[START OF INPUT]

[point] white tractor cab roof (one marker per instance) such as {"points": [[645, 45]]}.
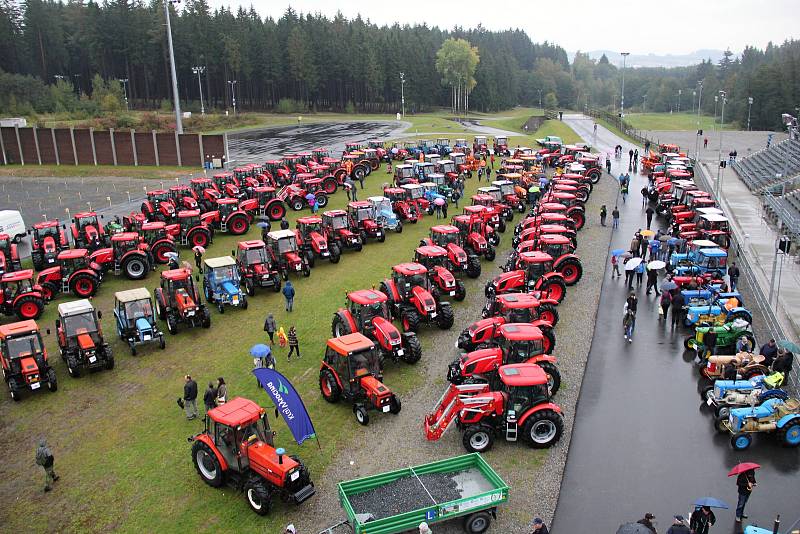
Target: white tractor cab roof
{"points": [[132, 295], [223, 261], [75, 307]]}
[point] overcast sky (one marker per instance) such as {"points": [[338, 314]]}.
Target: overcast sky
{"points": [[673, 26]]}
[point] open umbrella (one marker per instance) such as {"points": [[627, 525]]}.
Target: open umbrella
{"points": [[742, 467], [632, 263], [711, 502]]}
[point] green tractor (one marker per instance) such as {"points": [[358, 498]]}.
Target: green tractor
{"points": [[727, 336]]}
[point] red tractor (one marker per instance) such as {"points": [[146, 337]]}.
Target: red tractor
{"points": [[361, 218], [367, 311], [158, 206], [522, 402], [255, 268], [178, 301], [127, 254], [20, 297], [87, 232], [336, 227], [313, 241], [285, 255], [411, 299], [47, 240], [507, 344], [351, 370], [236, 448], [435, 260], [74, 273], [458, 261], [80, 338], [479, 239], [24, 359], [534, 273]]}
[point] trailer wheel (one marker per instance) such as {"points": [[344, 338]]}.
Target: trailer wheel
{"points": [[477, 523]]}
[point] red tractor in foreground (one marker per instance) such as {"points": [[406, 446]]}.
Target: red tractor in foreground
{"points": [[366, 311], [521, 403], [411, 299], [351, 370], [236, 448]]}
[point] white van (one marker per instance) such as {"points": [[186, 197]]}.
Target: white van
{"points": [[11, 223]]}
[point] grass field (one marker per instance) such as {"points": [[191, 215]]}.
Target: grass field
{"points": [[675, 121]]}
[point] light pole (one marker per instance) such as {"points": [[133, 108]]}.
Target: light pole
{"points": [[199, 71], [124, 82], [233, 93], [175, 96], [403, 93], [719, 153], [622, 101]]}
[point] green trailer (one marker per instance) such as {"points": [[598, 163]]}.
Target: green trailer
{"points": [[398, 501]]}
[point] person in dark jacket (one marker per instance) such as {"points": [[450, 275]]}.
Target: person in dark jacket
{"points": [[701, 520], [190, 397], [288, 294]]}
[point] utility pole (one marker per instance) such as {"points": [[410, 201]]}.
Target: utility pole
{"points": [[199, 71], [175, 96]]}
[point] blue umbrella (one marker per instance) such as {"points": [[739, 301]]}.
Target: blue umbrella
{"points": [[711, 502]]}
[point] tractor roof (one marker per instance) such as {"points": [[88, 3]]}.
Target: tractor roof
{"points": [[365, 297], [75, 307], [20, 328], [132, 295], [16, 276], [222, 261], [409, 268], [431, 250], [252, 243], [520, 332], [522, 374], [346, 345], [72, 254], [235, 412]]}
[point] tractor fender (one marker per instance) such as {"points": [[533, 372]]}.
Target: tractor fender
{"points": [[205, 438], [787, 419], [539, 408]]}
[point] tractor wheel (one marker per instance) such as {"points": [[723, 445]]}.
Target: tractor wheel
{"points": [[549, 313], [741, 441], [789, 435], [473, 266], [445, 318], [413, 348], [543, 429], [553, 376], [572, 270], [328, 386], [207, 464], [136, 267], [478, 438], [361, 415], [29, 307], [83, 285], [409, 319]]}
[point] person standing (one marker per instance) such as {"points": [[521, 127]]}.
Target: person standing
{"points": [[270, 327], [733, 276], [190, 397], [294, 344], [44, 458], [288, 294]]}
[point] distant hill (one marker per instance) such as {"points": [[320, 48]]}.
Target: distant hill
{"points": [[655, 60]]}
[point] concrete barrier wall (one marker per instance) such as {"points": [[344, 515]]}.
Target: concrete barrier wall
{"points": [[73, 146]]}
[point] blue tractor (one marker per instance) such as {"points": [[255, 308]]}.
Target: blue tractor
{"points": [[221, 284], [136, 321]]}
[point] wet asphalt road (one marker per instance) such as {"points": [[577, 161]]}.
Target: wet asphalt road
{"points": [[643, 441]]}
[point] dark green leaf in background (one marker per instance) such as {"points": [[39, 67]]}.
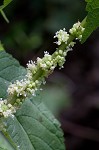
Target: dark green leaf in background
{"points": [[34, 127], [92, 18]]}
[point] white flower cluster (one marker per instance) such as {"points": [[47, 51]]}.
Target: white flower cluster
{"points": [[37, 71], [62, 36], [6, 110], [30, 85], [77, 30]]}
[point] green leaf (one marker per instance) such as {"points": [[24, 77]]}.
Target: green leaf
{"points": [[92, 21], [35, 128], [4, 144], [5, 3]]}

[END OF INPUT]

▸ WHAT YOU SHOULD DO
Could you write out the material again, starting at the line that contains "[point] wet asphalt" and continuing through the end of the material, with the requests included, the pictures left out, and every point coordinate in the answers shifted up by 11?

▸ CORRECT ANSWER
[point] wet asphalt road (one marker per instance) such as {"points": [[577, 161]]}.
Target: wet asphalt road
{"points": [[654, 452]]}
[point] dark green leaf in background (one marker per instance) such as {"points": [[39, 67]]}.
Target: dark green leaf in background
{"points": [[45, 138], [103, 29]]}
[point] white flower cluster (one marker per instance) such as {"points": [[47, 51]]}.
Target: white flower cluster
{"points": [[48, 82], [73, 47], [17, 121], [41, 96], [88, 41]]}
[point] green leaf (one marker per instance) such as {"points": [[24, 77]]}.
Target: green leaf
{"points": [[103, 32], [46, 139], [15, 155], [16, 14]]}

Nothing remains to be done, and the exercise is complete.